[Stored dataset entries]
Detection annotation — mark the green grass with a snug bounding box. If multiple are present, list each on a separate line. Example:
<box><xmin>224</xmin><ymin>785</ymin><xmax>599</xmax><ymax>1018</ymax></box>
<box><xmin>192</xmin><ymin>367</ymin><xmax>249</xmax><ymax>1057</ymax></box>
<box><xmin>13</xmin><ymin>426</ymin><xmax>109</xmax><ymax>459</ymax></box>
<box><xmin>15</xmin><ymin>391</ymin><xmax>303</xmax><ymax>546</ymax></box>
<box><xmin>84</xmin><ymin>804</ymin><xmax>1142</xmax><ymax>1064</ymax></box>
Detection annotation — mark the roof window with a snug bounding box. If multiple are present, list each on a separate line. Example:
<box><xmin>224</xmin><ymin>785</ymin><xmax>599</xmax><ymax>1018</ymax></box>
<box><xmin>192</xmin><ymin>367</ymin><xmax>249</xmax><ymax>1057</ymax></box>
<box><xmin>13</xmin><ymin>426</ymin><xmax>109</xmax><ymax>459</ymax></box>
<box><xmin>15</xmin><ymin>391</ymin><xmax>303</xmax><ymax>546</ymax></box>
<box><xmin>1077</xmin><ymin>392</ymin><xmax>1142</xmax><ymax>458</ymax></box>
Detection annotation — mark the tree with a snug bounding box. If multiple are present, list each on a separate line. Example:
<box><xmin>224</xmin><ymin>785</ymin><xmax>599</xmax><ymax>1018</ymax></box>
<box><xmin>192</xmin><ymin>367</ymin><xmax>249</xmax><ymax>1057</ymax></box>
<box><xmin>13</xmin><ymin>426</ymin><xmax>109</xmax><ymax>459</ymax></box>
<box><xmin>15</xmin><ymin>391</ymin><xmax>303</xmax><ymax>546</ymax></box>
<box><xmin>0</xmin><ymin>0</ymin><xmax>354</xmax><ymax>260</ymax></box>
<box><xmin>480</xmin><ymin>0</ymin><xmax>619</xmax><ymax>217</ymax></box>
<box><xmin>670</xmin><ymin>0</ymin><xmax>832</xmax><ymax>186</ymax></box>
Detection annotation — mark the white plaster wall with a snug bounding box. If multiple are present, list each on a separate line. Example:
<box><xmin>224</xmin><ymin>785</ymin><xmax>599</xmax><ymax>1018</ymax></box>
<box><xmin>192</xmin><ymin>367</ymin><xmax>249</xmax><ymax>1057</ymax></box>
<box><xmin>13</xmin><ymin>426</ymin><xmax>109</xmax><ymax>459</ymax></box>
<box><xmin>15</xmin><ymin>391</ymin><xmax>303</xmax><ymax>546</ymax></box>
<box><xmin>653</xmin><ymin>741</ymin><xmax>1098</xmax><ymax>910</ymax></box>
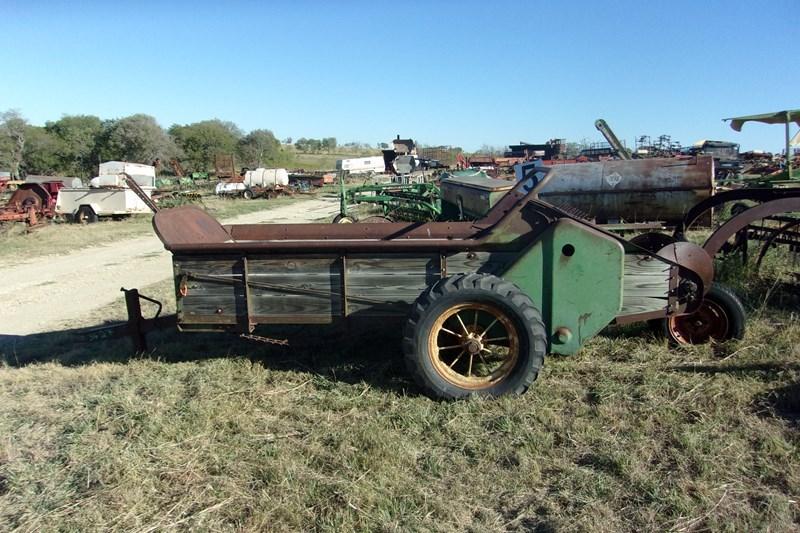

▸ WHAT TO WORK ON: Reproduce, word for word, everything from the line containing "Detection annotation — mark the roof" down to the end of the material above. Leave the pictures out of your answer.

▸ COMPLETED EXERCISE:
Detection annotation — mark the roof window with a snug bounding box. If multiple are present, list each on a separate line. Example:
<box><xmin>224</xmin><ymin>785</ymin><xmax>599</xmax><ymax>1018</ymax></box>
<box><xmin>192</xmin><ymin>367</ymin><xmax>249</xmax><ymax>1057</ymax></box>
<box><xmin>13</xmin><ymin>426</ymin><xmax>109</xmax><ymax>459</ymax></box>
<box><xmin>15</xmin><ymin>391</ymin><xmax>303</xmax><ymax>546</ymax></box>
<box><xmin>1077</xmin><ymin>392</ymin><xmax>1142</xmax><ymax>458</ymax></box>
Detection annotation — mark the tree with a snug bounding box. If multiple are present, list each on a separate line. Example:
<box><xmin>224</xmin><ymin>785</ymin><xmax>599</xmax><ymax>1018</ymax></box>
<box><xmin>192</xmin><ymin>367</ymin><xmax>249</xmax><ymax>1057</ymax></box>
<box><xmin>13</xmin><ymin>426</ymin><xmax>109</xmax><ymax>459</ymax></box>
<box><xmin>15</xmin><ymin>391</ymin><xmax>303</xmax><ymax>546</ymax></box>
<box><xmin>0</xmin><ymin>0</ymin><xmax>354</xmax><ymax>260</ymax></box>
<box><xmin>480</xmin><ymin>0</ymin><xmax>619</xmax><ymax>217</ymax></box>
<box><xmin>670</xmin><ymin>0</ymin><xmax>832</xmax><ymax>186</ymax></box>
Detection annotation — mark the white plaster wall with a snug bounding box. If multiple are present, list each on a separate line. Example:
<box><xmin>224</xmin><ymin>785</ymin><xmax>599</xmax><ymax>1018</ymax></box>
<box><xmin>192</xmin><ymin>367</ymin><xmax>249</xmax><ymax>1057</ymax></box>
<box><xmin>13</xmin><ymin>426</ymin><xmax>109</xmax><ymax>459</ymax></box>
<box><xmin>15</xmin><ymin>391</ymin><xmax>303</xmax><ymax>546</ymax></box>
<box><xmin>653</xmin><ymin>741</ymin><xmax>1098</xmax><ymax>910</ymax></box>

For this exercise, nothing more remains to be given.